### Source document
Good science fair projects for a third grader?

“Late at night and without permission…”

Look, if you’re going to be doing dangerous chemistry in the household you might as well go all-out and cook up some meth or something (this is not a serious suggestion.) Or do like I keep thinking I’ll do whenever I find I need some acetone and oxidize isopropanol with bleach instead of going to the store and getting weird looks when I buy nail-polish remover. (Neither is this, though it probably could be done safely enough. One thing that stops me from trying it is the lack of a decent ventilation system as well as the ensuing distillation problem.)

Radios are boring. Does anyone even build a crystal radio these days, and what could you get on it besides religious broadcasting and sports? How about a homebrewed low-megahertz continuous wave NMR? Bonus points if the school administration freaks out because of the use of the other N-word. Not sure about the output, but there’s gotta be a way to do it, even with a strip chart. (More power to you if you can figure it out, because all I can think of would be to start looking at old physics and p. chem journals from the 50s.) Or a Beowulf cluster of X-Box 360s (or if you want to be cheap and boring, NESes or Commodore 64s or Apple IIs, though that would actually become pretty cool if you had enough of them.)

Does she have a brother? How about the old classic, “Is my brother dumber than a hamster?” Or maybe she can borrow inkleberry’s kid (who apparently thinks he is a hamster) and pit him against a real hamster.

### Excerpted data
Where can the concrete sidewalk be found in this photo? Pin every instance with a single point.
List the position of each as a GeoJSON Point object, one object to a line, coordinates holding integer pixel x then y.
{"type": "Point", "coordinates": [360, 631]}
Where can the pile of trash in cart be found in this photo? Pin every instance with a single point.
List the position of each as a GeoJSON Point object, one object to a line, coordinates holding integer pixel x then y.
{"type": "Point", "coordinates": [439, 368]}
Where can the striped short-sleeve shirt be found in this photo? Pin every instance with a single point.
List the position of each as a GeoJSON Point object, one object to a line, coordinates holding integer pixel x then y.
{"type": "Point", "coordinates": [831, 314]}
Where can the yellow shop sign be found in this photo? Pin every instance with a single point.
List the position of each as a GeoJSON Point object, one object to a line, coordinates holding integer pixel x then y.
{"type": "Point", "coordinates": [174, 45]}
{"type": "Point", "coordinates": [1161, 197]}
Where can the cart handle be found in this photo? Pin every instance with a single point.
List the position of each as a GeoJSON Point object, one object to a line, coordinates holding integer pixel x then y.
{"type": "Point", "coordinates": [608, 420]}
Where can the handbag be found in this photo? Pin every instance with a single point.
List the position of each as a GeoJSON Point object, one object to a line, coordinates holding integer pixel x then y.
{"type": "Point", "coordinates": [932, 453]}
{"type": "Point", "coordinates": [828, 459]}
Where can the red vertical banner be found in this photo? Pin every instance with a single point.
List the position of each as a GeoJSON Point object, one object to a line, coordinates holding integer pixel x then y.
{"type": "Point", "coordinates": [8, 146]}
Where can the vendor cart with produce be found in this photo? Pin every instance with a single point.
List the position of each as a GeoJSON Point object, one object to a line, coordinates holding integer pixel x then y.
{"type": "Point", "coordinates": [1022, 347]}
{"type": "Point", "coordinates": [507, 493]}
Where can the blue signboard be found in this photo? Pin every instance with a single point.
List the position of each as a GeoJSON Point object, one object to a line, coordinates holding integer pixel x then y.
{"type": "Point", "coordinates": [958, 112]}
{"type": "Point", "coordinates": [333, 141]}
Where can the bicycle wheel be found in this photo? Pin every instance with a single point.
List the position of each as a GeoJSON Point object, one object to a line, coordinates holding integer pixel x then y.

### What the exercise asks
Please answer these questions about the science fair post:
(a) What does the writer name as stopping them from trying to oxidize isopropanol with bleach?
(b) Which machines are offered as the cheap and boring choice for a Beowulf cluster?
(c) Whose kid apparently thinks he is a hamster?

### Solved exercise
(a) The lack of a decent ventilation system and the distillation problem that would follow.
(b) NESes, Commodore 64s or Apple IIs.
(c) Inkleberry's.